## Prompt
Recast the records below, from the start up to and including the line with "165 457 202 480", as a two-column CSV with the headers request_text and answer_text, giving one row per labeling request. Put each field in quotes, replace line breaks with spaces, and leave out the pictures.

********************

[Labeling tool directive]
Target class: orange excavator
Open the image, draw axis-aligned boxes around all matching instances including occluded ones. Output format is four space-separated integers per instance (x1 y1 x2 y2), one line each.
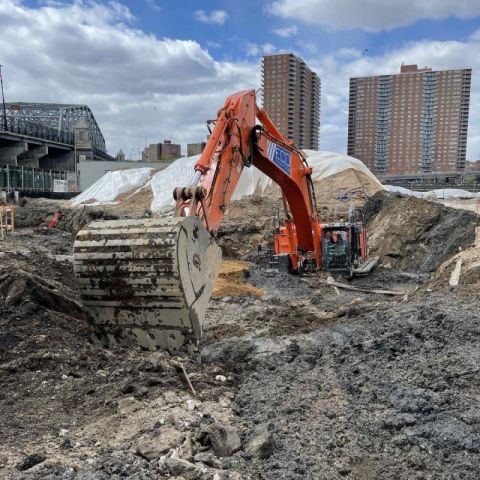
74 90 368 349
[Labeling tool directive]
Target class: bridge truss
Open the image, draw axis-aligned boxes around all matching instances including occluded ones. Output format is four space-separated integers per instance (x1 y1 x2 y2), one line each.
5 102 106 152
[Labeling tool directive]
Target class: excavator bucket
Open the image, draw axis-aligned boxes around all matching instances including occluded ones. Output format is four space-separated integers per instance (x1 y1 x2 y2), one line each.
73 216 221 350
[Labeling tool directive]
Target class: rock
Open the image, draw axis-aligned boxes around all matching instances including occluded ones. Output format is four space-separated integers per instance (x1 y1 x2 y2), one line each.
117 397 140 415
187 399 201 412
193 452 222 470
147 377 163 387
164 412 177 425
137 426 183 460
209 423 242 457
245 428 275 460
17 453 47 472
165 457 202 480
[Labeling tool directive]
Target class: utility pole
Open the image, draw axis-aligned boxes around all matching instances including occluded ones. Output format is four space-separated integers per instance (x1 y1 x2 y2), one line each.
0 65 8 131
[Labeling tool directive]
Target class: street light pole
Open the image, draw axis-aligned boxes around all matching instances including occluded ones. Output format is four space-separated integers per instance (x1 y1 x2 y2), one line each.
0 65 8 131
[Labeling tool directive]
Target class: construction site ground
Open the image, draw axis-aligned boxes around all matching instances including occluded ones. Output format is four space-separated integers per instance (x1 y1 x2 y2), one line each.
0 193 480 480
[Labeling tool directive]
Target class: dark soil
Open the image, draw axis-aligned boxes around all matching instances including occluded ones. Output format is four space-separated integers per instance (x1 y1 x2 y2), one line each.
0 195 480 480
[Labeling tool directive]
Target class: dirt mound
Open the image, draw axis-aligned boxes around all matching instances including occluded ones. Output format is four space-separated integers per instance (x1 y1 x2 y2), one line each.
115 183 154 209
212 260 265 297
365 192 479 273
435 227 480 289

********************

## Written solution
request_text,answer_text
"[Labeling tool directive] Target class: orange excavator Open the image, draw axis-aligned boxes around all matching instances including occluded ones. Output format is four space-separated integers per instance (x1 y1 x2 y2), one line each.","74 90 368 349"
"[Labeling tool directive] Target class: bridge truss Open the image, draw axis-aligned boxes around all matching instances including occluded ones. Output format is four space-separated integers per instance (x1 y1 x2 y2), one line each.","5 102 106 152"
"[Labeling tool directive] Target class: excavator bucket Open the image, draw axis-aligned boxes around all matching instances including occluded ones. Output format is four space-separated integers per instance (x1 y1 x2 y2), one line each.","73 216 221 350"
"[Labeling tool directive] Target class: rock Open the image, draw axis-aligned boxes around all matching instances including occluded ones. Output format is four space-separated integers per instance (x1 y1 x2 y2), one line each.","117 397 140 415 187 399 201 412 193 452 222 470 147 377 163 387 164 412 177 425 137 426 183 460 209 423 242 457 245 428 275 460 17 453 47 472 165 457 202 480"